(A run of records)
start

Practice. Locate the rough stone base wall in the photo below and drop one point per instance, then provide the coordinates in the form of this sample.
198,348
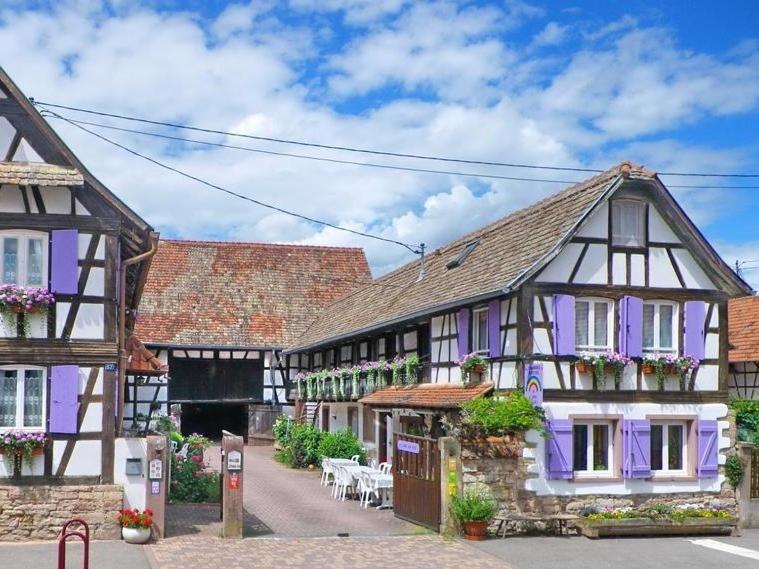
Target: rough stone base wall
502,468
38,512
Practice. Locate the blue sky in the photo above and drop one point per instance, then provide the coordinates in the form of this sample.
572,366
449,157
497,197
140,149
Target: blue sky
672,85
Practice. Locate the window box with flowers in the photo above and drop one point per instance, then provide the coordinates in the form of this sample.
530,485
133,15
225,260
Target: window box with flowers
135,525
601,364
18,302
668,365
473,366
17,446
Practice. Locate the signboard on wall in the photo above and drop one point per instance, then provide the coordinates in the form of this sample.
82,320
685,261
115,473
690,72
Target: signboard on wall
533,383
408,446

end
start

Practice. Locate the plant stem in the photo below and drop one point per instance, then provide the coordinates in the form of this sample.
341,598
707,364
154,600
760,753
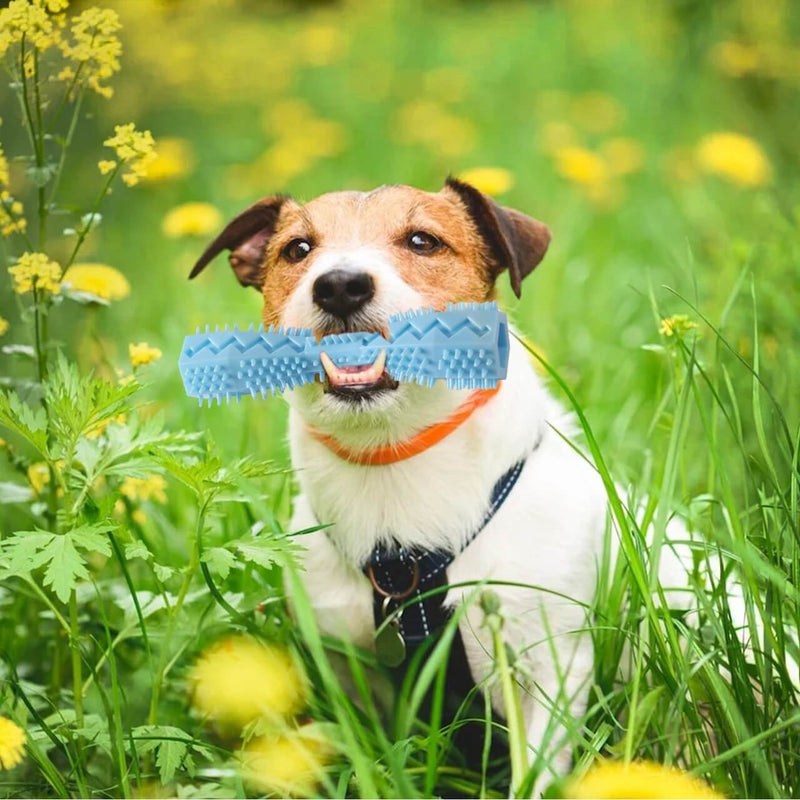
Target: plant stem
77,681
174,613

end

*To do*:
Pull out every line of the items above that contains the string "window" and copy each such line in full. The match is case-sensitive.

*Solution for this exercise*:
Practice. Locate the window box with flowers in the photo above and drop one point per instance, then provide the coordinates in the form of this sample.
Target: window box with flowers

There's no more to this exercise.